Description of the task :: Of the lines in the material below, print only those from the one containing "TARGET = basket logo patch" to the one containing "TARGET = solar array panel", ends included, exactly as written and without pictures.

Input material ::
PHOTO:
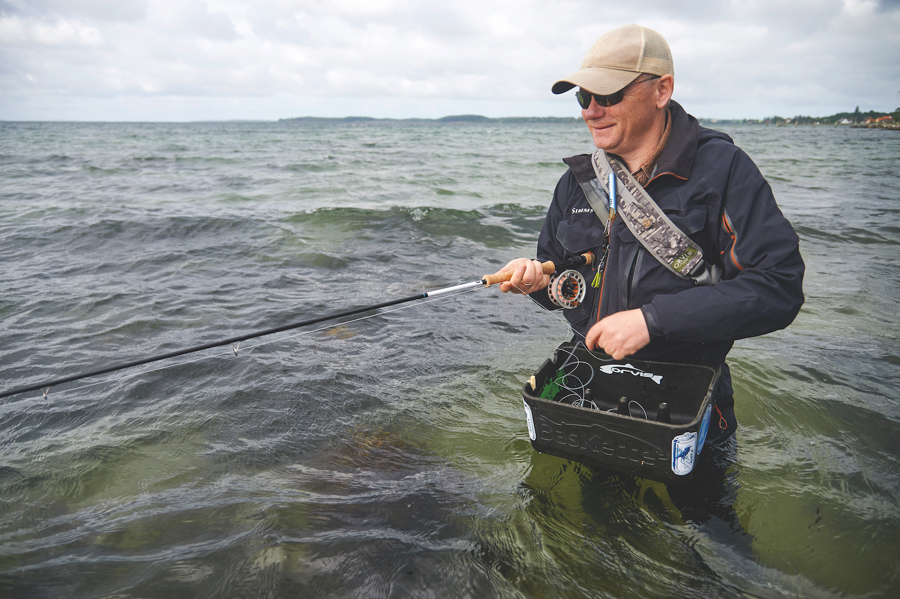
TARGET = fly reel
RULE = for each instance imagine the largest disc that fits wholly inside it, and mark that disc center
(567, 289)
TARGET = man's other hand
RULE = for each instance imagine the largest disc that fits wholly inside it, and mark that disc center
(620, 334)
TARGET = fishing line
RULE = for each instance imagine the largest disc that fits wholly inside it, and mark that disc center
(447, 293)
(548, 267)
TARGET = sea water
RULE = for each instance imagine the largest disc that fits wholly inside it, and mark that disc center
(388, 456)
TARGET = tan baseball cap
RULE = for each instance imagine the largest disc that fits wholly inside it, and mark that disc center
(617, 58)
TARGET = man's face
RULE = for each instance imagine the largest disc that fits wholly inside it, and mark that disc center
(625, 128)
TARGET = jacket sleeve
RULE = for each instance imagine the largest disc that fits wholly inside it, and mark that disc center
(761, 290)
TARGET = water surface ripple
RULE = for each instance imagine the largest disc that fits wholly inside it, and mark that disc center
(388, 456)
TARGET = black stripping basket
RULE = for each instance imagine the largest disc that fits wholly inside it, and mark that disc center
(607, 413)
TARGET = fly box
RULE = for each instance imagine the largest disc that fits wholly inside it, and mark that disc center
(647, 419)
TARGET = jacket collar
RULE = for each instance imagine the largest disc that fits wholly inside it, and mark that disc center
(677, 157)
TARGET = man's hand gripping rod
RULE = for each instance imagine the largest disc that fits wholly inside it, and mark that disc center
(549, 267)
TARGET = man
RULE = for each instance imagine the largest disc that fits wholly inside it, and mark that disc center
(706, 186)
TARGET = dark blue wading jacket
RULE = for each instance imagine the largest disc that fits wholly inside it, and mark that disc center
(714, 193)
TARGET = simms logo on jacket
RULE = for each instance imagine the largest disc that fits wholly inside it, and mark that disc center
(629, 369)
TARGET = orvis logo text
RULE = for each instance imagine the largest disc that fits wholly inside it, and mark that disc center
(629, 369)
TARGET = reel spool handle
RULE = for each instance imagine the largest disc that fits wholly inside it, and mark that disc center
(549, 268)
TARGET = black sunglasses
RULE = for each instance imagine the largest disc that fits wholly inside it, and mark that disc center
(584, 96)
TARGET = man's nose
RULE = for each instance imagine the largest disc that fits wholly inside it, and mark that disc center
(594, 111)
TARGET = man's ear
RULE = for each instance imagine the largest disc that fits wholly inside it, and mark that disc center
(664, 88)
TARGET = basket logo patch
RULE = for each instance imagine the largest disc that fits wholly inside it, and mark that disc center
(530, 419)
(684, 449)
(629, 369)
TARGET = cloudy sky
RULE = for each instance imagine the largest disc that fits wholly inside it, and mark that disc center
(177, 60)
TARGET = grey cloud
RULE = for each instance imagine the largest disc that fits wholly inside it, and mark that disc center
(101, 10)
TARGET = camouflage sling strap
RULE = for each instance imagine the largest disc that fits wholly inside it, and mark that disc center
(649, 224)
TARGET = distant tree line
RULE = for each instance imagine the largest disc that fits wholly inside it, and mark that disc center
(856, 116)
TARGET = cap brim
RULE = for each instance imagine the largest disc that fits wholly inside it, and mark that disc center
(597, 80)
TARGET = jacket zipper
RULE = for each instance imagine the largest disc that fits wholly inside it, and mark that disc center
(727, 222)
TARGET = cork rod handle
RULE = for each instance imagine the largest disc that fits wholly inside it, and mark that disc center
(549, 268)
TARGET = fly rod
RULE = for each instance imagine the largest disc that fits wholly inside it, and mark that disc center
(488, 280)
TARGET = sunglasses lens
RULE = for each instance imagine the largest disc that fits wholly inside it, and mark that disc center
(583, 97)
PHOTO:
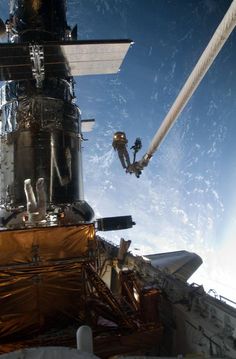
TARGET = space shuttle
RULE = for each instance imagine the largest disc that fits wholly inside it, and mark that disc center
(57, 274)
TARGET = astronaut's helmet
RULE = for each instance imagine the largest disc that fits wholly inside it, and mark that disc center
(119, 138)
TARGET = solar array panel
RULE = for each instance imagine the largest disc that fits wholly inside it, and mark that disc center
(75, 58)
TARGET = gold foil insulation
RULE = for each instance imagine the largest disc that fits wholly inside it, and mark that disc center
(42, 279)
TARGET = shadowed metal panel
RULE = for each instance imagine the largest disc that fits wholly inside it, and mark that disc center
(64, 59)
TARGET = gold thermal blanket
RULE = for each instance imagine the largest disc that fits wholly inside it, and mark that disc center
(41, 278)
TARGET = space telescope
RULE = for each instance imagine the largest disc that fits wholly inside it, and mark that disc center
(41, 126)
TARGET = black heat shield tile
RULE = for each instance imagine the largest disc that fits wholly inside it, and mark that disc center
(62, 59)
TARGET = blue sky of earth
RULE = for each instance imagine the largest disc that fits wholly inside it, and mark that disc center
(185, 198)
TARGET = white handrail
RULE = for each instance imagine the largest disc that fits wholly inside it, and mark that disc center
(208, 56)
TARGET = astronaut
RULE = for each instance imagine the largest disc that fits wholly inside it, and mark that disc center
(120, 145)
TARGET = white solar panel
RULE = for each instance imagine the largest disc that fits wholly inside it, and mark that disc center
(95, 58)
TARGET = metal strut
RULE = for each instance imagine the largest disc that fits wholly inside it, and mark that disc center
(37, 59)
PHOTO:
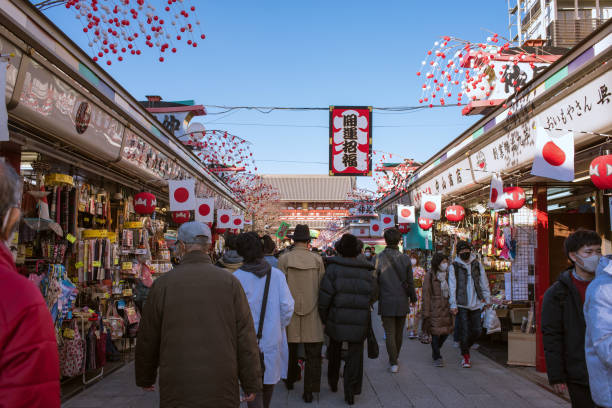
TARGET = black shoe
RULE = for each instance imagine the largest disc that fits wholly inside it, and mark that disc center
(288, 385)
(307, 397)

Task response ::
TARGET = basket logo patch
RULE = for each instance imagine the largest disc that fits wholly inside it, and mark that disc center
(530, 419)
(684, 449)
(629, 369)
TARGET = cloudy sky
RULE = for each instance imagine the largest disc that fits wholly inside it, and mark that disc center
(177, 60)
TARGET = grey cloud
RULE = for each instance imagine the largest disc that fits wholly inside it, and mark that disc center
(101, 10)
TARGET = camouflage sling strap
RULE = for each instance imagine the largest disc that fits wholly inside it, and mark that disc center
(649, 224)
TARGET = distant tree line
RULE = for each instance imagine the largest disc that fits wholly inside it, and mark that disc center
(856, 116)
TARGET = cap brim
RULE = for each instance imagine the largest disc that fits wholly inside it, and mark that disc center
(597, 80)
TARGET = jacket zipper
RULE = for each instance imagine the largest disc that fits wholly inside it, and mark that disc center
(727, 222)
TARGET = cork rod handle
RULE = for each instance imagine the largest disc that fits wholly inside it, and mark that disc center
(549, 268)
TARGET = fly rod
RULE = for each instance imagine the largest disc that fits wholly inside it, and mark that disc center
(488, 280)
TARGET = sunglasses lens
RULE = for each instance imagine the largest disc that fits wholly inside it, and mark that disc center
(583, 97)
PHOTO:
TARGET = space shuttle
RULE = for each instance imagine the largest disc that fits wholly inside it, and mark that disc center
(57, 274)
TARGET = astronaut's helmet
RULE = for each instance imagine the largest disc that fits wholly inside it, and mark that disc center
(119, 138)
TARGET = solar array panel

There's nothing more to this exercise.